Prompt:
The answer must consist of each line below that holds the word "pink", copied as it stands.

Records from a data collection

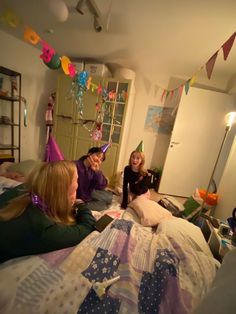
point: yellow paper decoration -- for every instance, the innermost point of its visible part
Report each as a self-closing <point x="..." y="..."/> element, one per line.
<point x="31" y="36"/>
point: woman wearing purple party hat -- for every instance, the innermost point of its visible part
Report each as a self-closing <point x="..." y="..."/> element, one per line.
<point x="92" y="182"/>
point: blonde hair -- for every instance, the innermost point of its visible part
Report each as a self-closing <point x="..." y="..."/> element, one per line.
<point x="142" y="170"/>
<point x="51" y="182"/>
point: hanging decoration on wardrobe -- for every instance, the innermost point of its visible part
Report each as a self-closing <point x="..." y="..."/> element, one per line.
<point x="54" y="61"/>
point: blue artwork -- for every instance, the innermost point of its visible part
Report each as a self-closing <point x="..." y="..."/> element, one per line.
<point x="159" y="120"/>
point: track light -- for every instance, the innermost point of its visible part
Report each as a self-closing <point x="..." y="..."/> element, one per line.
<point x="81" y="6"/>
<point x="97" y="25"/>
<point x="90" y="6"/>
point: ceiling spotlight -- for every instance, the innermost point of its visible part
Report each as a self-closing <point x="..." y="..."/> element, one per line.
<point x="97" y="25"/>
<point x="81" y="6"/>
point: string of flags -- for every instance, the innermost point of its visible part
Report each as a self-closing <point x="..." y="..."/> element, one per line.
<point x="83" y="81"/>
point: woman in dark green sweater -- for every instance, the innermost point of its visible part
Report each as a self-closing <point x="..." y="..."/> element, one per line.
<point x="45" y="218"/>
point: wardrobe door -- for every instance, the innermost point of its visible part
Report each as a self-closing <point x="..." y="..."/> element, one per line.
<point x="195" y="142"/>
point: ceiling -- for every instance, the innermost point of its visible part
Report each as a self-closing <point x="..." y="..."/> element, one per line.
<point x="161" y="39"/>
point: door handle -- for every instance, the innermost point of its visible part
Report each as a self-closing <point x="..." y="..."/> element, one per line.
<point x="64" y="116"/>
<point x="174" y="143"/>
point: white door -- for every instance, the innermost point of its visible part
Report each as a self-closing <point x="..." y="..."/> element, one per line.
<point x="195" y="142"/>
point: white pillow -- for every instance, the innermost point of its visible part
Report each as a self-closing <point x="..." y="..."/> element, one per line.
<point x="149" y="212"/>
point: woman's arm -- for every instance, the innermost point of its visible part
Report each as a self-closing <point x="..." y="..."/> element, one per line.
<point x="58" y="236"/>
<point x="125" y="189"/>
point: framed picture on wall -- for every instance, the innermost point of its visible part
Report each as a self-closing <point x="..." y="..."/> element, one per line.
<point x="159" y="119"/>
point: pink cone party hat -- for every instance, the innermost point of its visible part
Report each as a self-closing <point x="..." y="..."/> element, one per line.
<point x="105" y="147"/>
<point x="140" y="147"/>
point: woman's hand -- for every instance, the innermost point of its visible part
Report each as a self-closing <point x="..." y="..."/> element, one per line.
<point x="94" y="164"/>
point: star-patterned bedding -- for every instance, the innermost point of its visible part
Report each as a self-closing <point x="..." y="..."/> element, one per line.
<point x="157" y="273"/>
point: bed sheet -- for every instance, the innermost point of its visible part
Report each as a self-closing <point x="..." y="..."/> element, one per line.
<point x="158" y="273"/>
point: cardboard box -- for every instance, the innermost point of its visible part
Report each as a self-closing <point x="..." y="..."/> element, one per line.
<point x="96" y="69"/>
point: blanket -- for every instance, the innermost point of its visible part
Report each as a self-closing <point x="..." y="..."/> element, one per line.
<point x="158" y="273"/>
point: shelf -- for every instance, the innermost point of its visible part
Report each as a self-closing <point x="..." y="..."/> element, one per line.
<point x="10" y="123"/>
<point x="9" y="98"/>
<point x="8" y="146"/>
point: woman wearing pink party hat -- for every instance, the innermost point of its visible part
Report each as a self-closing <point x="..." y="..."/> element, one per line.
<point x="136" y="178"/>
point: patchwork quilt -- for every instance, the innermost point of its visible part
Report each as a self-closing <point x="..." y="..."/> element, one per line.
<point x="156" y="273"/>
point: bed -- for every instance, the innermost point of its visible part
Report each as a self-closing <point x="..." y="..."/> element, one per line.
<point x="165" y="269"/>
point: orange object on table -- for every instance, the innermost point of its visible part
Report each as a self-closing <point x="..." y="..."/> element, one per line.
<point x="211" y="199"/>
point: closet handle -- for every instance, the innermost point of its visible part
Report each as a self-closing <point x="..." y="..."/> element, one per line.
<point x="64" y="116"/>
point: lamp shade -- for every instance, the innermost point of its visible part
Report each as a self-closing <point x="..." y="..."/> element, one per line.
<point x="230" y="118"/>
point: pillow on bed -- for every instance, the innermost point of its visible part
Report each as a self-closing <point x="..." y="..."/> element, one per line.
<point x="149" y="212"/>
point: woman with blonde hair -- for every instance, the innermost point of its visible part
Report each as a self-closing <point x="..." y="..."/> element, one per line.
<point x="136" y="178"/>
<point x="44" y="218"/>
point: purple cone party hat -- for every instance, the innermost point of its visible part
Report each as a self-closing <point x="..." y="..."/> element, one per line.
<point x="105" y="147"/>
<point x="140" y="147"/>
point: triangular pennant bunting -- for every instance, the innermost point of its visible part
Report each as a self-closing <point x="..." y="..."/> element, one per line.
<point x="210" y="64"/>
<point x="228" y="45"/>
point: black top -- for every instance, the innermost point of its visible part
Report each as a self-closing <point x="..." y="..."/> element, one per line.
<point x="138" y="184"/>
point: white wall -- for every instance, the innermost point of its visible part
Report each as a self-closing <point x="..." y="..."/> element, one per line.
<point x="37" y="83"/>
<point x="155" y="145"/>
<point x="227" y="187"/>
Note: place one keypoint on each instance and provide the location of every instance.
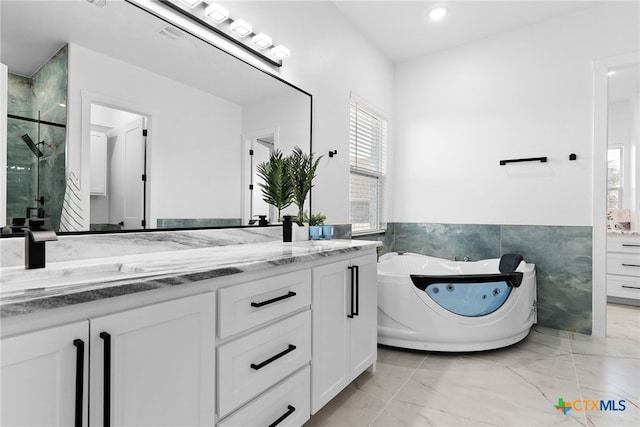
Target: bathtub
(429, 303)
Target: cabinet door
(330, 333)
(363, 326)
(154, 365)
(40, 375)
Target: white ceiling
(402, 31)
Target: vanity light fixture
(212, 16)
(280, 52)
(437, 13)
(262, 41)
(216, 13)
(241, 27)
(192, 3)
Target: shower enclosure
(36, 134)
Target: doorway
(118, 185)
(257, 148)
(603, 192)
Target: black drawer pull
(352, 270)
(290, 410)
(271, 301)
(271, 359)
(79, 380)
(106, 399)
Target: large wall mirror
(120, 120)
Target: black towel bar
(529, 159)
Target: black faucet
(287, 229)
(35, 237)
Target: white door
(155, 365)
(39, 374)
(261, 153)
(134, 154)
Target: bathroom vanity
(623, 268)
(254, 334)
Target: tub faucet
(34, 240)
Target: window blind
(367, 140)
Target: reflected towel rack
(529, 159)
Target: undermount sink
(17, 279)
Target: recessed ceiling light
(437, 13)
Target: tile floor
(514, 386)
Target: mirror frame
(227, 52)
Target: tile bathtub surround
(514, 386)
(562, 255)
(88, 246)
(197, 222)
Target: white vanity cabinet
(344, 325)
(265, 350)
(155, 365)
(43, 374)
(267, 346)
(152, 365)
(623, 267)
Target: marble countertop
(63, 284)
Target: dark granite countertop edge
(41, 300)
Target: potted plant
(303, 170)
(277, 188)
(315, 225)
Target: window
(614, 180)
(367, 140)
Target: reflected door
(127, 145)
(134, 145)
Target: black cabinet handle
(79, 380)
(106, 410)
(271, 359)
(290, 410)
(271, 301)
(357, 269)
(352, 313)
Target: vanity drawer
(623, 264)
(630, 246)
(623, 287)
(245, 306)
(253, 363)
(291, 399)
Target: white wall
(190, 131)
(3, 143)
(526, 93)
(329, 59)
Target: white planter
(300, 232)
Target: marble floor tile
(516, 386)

--

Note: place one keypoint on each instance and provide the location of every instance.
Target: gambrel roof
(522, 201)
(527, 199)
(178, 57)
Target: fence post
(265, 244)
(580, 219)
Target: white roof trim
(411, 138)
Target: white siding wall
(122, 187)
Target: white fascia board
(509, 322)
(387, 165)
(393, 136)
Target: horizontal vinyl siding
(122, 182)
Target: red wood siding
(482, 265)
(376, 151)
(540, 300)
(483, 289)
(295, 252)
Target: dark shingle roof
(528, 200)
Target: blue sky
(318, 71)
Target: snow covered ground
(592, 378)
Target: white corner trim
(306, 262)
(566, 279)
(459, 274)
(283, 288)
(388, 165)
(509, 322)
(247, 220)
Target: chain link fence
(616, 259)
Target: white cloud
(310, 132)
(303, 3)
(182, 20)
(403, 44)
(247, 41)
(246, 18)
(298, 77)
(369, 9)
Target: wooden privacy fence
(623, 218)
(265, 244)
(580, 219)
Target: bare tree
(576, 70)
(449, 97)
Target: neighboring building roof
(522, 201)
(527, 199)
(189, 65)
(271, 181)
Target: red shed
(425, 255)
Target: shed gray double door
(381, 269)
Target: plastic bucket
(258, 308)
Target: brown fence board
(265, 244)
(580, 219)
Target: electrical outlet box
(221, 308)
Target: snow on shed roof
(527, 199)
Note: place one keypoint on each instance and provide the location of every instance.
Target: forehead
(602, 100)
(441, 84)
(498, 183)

==

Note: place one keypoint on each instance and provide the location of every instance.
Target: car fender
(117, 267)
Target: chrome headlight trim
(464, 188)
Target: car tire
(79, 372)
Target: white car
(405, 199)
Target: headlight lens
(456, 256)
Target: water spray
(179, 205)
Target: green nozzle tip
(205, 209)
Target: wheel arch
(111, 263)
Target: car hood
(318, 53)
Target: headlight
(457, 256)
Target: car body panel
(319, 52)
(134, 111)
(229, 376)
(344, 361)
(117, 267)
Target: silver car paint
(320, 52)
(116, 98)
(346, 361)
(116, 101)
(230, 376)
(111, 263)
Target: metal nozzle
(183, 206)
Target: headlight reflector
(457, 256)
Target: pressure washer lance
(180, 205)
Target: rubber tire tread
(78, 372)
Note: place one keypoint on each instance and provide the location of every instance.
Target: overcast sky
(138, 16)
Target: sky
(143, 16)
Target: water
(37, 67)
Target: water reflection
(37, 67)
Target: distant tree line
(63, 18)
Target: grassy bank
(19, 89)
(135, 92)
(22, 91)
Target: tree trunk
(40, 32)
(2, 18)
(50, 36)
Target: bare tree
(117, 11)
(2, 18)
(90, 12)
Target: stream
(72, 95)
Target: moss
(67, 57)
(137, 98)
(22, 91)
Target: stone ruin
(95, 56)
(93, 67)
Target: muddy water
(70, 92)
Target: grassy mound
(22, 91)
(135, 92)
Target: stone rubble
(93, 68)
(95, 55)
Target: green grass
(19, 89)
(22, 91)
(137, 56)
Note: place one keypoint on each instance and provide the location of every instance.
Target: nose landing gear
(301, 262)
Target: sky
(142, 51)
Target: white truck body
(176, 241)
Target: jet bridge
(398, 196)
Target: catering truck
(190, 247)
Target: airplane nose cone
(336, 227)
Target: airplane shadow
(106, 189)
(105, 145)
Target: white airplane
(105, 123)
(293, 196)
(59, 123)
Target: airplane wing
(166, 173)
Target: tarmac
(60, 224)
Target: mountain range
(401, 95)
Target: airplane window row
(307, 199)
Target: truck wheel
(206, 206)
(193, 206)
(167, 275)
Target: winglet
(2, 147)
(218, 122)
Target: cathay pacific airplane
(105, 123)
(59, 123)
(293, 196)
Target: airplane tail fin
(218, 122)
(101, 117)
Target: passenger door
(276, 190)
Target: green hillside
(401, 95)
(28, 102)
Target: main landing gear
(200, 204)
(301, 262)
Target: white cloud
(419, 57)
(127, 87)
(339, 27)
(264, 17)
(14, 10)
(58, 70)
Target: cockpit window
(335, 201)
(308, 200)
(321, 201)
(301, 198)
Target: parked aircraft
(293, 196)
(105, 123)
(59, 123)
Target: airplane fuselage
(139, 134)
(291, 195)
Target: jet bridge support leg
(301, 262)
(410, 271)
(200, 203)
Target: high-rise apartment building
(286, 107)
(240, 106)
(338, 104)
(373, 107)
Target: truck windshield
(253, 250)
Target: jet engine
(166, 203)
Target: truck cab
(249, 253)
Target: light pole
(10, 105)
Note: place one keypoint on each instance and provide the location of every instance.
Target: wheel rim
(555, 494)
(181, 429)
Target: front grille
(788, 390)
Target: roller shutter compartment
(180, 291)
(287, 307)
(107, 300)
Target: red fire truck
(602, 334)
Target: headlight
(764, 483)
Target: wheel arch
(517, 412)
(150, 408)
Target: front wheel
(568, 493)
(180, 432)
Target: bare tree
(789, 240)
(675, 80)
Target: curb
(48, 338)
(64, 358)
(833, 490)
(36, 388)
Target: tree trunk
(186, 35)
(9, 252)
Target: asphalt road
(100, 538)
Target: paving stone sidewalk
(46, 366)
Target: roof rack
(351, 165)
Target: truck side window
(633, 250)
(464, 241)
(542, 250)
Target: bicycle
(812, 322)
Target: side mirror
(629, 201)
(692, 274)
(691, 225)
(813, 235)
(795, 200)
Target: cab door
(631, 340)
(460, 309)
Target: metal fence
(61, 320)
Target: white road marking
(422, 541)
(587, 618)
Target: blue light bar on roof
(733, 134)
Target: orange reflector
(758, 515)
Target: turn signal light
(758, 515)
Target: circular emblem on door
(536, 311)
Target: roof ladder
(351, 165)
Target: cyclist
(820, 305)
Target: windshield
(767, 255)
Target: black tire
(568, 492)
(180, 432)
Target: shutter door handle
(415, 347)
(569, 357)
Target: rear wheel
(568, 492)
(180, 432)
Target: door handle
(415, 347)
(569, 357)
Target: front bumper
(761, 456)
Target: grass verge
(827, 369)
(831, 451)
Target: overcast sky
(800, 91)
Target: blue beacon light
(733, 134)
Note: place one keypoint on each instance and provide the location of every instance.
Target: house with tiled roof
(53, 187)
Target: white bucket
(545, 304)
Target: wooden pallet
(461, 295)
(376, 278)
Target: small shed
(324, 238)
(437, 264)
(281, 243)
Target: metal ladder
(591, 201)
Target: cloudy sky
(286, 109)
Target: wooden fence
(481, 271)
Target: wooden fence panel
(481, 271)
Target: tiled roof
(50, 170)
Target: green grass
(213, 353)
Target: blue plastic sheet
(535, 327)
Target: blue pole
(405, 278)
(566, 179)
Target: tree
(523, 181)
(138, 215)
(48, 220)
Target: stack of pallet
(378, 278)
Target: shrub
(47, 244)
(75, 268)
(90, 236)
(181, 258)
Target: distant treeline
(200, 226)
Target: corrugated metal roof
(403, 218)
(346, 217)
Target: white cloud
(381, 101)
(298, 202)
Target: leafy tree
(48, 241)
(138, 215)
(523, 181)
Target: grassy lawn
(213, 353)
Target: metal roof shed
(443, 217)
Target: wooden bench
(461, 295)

Solved exercise:
point: pink cone party hat -- for every instance, the innermost point of its visible part
point: woman wearing pink party hat -- for every instance, the innermost point of its visible part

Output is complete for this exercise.